Collect every line in the items below that contains the word "speckled", and copy each line in full.

— Material provided —
────────────────
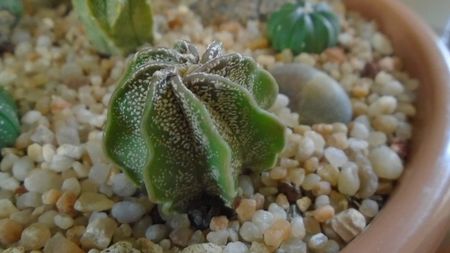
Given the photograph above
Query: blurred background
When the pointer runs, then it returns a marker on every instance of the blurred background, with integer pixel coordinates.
(436, 13)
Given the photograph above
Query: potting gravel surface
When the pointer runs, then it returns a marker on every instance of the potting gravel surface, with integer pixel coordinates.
(59, 191)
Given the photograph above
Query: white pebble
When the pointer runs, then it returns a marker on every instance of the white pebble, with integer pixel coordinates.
(298, 228)
(263, 219)
(235, 247)
(218, 237)
(127, 211)
(157, 232)
(99, 173)
(386, 163)
(122, 185)
(250, 232)
(72, 151)
(42, 181)
(71, 185)
(335, 156)
(277, 211)
(369, 208)
(348, 180)
(22, 167)
(246, 185)
(29, 199)
(31, 117)
(317, 241)
(63, 221)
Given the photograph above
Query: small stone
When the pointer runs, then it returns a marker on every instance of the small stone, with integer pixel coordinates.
(335, 156)
(386, 163)
(127, 211)
(66, 202)
(348, 224)
(63, 221)
(29, 199)
(35, 236)
(246, 209)
(250, 232)
(147, 246)
(22, 167)
(324, 213)
(71, 185)
(42, 180)
(74, 233)
(235, 247)
(258, 248)
(6, 208)
(47, 218)
(317, 241)
(203, 248)
(10, 231)
(35, 152)
(218, 237)
(122, 186)
(293, 246)
(263, 219)
(58, 243)
(348, 180)
(218, 223)
(277, 211)
(121, 247)
(369, 208)
(298, 228)
(51, 196)
(98, 233)
(157, 232)
(181, 236)
(99, 173)
(93, 202)
(277, 233)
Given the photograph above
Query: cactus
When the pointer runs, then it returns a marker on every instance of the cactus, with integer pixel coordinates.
(9, 122)
(186, 125)
(303, 27)
(116, 27)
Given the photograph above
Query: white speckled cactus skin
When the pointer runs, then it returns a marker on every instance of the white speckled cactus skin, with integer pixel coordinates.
(186, 125)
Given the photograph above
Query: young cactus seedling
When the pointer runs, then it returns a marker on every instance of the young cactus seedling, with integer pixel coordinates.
(186, 126)
(116, 27)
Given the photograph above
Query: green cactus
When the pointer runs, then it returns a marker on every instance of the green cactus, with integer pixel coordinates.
(116, 27)
(186, 125)
(303, 27)
(9, 122)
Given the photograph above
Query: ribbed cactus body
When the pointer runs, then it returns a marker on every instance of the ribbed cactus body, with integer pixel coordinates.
(186, 125)
(116, 27)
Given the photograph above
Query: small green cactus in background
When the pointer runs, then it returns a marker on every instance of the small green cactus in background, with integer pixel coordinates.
(186, 126)
(118, 26)
(9, 121)
(303, 27)
(10, 13)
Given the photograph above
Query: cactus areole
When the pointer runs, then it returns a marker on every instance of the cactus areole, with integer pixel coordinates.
(186, 125)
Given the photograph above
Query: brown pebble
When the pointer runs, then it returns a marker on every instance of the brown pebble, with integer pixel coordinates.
(65, 203)
(10, 231)
(371, 69)
(292, 193)
(335, 54)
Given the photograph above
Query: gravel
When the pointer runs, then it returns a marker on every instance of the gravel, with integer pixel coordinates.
(330, 182)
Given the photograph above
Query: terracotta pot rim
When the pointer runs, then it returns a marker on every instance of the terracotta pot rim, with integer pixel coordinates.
(417, 214)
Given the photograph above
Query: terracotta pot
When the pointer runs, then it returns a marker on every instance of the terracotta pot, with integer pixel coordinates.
(417, 214)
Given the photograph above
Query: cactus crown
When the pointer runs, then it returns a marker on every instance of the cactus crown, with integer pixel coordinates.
(187, 125)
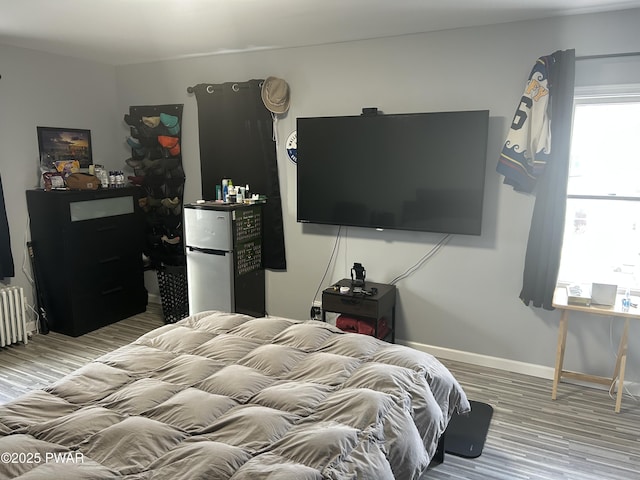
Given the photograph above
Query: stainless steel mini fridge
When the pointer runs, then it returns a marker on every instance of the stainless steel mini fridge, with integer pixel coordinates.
(224, 258)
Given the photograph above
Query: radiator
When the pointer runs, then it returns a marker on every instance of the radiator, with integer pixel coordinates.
(13, 321)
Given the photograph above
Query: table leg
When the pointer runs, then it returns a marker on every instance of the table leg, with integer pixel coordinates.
(621, 363)
(562, 341)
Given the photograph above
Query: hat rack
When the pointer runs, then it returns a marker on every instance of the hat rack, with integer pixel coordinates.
(235, 86)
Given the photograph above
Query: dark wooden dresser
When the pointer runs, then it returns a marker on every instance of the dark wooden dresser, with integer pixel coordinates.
(88, 256)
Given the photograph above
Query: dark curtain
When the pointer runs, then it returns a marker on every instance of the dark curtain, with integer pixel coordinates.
(237, 142)
(6, 258)
(542, 260)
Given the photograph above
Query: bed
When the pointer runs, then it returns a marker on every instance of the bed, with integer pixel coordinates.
(228, 396)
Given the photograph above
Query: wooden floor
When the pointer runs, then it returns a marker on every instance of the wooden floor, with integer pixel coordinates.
(576, 437)
(47, 358)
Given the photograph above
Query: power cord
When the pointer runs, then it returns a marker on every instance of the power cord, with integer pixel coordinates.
(331, 258)
(420, 262)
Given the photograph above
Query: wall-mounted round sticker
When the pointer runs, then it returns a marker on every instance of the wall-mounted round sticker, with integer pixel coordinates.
(292, 147)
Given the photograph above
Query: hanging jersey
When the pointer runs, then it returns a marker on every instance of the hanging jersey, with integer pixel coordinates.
(528, 145)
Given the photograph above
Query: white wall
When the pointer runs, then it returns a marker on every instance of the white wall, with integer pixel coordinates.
(466, 297)
(38, 89)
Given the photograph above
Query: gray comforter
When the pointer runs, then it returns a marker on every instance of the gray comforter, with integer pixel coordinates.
(227, 396)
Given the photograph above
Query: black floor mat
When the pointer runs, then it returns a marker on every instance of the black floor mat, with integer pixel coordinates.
(466, 434)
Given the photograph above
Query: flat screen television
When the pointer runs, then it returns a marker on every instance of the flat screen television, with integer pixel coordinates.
(414, 171)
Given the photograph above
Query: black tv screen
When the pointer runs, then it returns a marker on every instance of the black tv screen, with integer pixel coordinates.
(415, 171)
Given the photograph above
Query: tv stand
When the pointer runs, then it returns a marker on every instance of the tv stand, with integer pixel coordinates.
(376, 302)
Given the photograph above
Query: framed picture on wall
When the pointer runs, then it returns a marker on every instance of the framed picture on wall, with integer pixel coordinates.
(64, 145)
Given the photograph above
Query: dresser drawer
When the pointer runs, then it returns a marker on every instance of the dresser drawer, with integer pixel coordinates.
(104, 236)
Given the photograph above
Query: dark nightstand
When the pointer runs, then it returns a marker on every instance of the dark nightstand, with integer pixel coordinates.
(371, 308)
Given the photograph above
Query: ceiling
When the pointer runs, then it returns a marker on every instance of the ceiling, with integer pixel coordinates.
(120, 32)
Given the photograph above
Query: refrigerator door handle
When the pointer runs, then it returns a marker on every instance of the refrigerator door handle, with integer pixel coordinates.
(210, 251)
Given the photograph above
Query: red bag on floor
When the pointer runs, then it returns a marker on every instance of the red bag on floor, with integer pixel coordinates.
(364, 327)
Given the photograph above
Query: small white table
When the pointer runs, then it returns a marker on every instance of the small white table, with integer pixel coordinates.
(560, 302)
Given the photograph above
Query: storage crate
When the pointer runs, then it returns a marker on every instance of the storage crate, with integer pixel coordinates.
(172, 280)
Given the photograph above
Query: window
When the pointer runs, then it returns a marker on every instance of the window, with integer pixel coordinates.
(602, 228)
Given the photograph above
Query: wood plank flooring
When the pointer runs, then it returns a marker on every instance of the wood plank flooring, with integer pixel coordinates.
(576, 437)
(47, 358)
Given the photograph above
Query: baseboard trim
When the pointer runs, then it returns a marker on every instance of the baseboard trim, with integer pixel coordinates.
(540, 371)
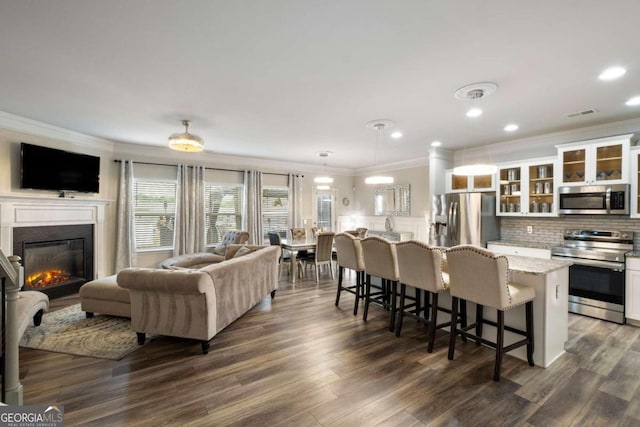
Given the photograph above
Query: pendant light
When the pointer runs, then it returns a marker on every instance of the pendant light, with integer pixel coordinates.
(473, 93)
(186, 141)
(379, 126)
(323, 179)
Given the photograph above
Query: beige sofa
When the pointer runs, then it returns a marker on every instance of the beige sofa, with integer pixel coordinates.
(199, 303)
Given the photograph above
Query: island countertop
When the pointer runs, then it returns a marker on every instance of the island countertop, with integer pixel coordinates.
(535, 265)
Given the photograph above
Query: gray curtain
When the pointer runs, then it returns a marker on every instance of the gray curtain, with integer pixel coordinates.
(126, 255)
(295, 201)
(253, 202)
(190, 214)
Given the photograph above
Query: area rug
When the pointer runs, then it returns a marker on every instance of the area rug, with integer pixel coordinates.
(69, 331)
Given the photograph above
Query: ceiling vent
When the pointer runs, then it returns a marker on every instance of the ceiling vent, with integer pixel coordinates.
(583, 113)
(475, 91)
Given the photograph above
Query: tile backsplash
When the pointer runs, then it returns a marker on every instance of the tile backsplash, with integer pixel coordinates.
(548, 231)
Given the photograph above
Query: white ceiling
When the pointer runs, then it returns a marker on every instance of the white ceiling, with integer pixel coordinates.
(284, 79)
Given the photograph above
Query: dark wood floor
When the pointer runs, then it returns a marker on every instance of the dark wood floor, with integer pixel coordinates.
(300, 361)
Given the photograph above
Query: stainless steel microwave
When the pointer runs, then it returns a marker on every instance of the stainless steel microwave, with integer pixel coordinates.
(594, 200)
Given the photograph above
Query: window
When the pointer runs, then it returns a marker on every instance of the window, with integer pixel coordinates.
(155, 211)
(275, 210)
(324, 211)
(223, 210)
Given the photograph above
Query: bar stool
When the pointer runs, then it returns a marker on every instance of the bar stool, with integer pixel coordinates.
(349, 251)
(480, 276)
(380, 260)
(420, 266)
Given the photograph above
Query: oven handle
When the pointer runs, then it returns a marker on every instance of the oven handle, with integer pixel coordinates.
(616, 266)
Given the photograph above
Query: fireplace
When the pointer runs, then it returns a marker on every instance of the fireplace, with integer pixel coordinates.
(57, 260)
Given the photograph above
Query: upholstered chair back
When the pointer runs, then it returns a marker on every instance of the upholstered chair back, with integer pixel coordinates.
(324, 246)
(298, 234)
(478, 275)
(362, 232)
(380, 259)
(274, 238)
(420, 266)
(349, 251)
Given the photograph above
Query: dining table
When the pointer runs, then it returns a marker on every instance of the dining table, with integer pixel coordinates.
(294, 246)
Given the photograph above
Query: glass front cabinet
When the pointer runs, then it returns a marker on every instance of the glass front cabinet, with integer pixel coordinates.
(526, 188)
(466, 184)
(598, 161)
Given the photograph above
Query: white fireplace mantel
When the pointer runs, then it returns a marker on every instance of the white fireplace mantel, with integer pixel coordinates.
(30, 211)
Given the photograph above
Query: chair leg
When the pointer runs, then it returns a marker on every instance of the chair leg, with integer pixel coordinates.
(393, 285)
(403, 292)
(433, 321)
(453, 328)
(340, 273)
(499, 345)
(367, 296)
(479, 321)
(463, 318)
(529, 323)
(359, 292)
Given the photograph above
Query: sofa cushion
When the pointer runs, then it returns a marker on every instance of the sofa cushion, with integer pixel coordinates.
(242, 251)
(196, 260)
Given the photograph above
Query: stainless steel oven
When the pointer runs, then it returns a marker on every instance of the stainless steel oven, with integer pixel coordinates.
(596, 278)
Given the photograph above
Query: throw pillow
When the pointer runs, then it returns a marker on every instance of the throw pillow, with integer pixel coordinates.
(242, 251)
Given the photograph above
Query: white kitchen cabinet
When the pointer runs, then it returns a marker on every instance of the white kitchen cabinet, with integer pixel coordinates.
(632, 290)
(468, 184)
(526, 188)
(519, 250)
(634, 197)
(597, 161)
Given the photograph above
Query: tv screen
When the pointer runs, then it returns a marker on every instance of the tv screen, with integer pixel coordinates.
(44, 168)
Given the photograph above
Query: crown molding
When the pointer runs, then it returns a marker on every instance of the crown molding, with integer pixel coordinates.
(544, 144)
(33, 127)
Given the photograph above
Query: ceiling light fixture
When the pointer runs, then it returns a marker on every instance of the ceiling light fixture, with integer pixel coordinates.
(632, 102)
(379, 126)
(474, 93)
(186, 141)
(612, 73)
(323, 179)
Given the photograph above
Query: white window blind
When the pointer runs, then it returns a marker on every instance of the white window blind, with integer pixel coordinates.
(223, 210)
(155, 211)
(275, 210)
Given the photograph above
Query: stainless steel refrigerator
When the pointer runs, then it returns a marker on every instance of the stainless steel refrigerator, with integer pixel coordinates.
(464, 219)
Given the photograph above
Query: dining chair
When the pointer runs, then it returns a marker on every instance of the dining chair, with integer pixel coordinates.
(322, 254)
(349, 255)
(421, 267)
(380, 260)
(482, 277)
(275, 240)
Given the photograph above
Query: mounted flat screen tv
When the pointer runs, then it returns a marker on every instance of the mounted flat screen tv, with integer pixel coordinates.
(43, 168)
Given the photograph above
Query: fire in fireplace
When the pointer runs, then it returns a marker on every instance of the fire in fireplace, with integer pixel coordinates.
(57, 260)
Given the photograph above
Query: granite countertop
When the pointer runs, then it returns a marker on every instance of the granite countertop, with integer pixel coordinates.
(535, 265)
(522, 244)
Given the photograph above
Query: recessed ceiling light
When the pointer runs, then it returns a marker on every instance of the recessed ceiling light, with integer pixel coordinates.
(474, 112)
(632, 102)
(612, 73)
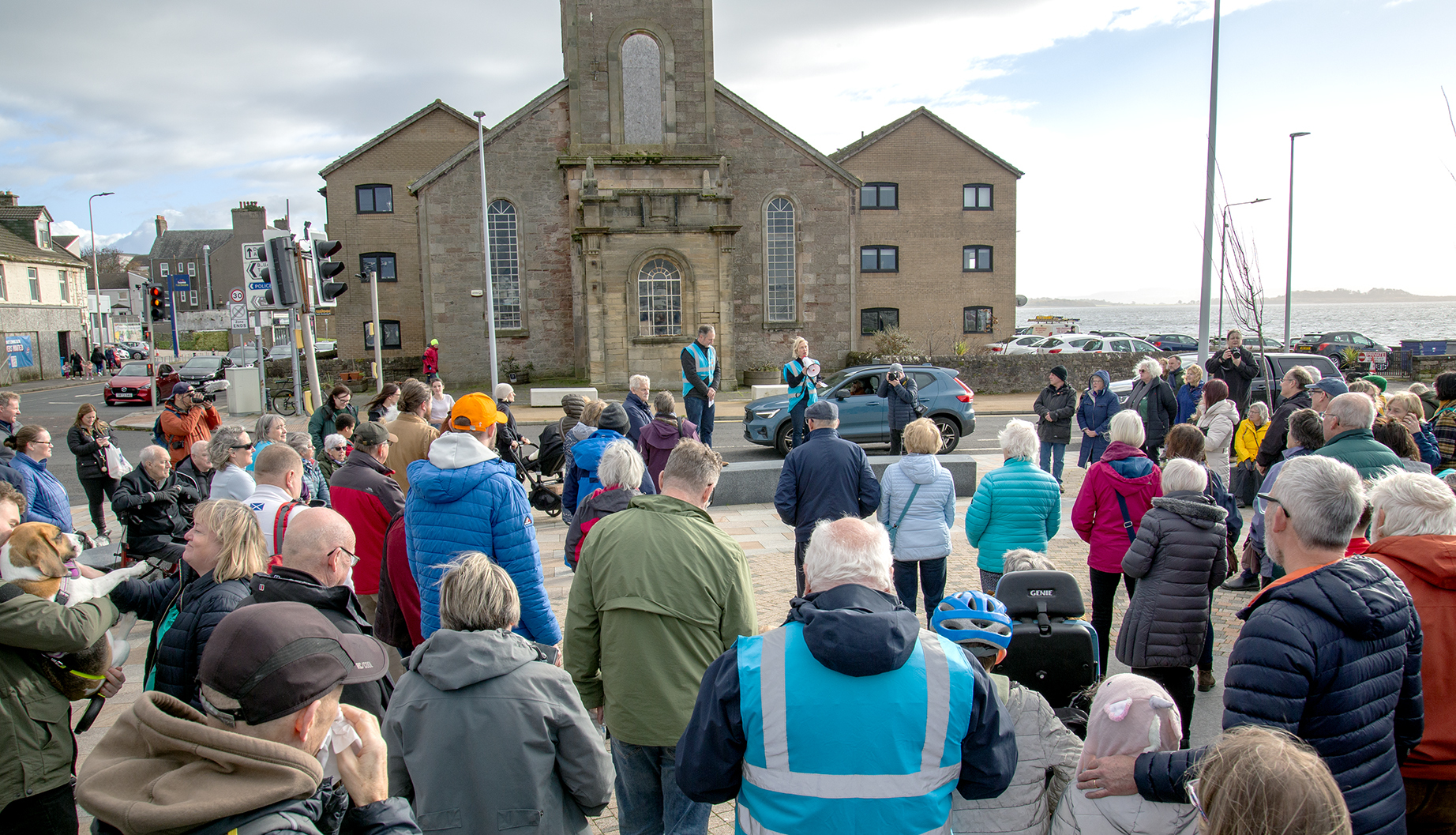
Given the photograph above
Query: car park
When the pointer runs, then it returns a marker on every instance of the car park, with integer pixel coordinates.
(864, 416)
(133, 384)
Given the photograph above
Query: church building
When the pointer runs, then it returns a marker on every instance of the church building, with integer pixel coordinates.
(640, 198)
────────────────
— Result —
Query: white speckled cactus skin
When the pointer runs, then it returns a marker on every instance of the white speckled cactus skin, with integer pixel coordinates.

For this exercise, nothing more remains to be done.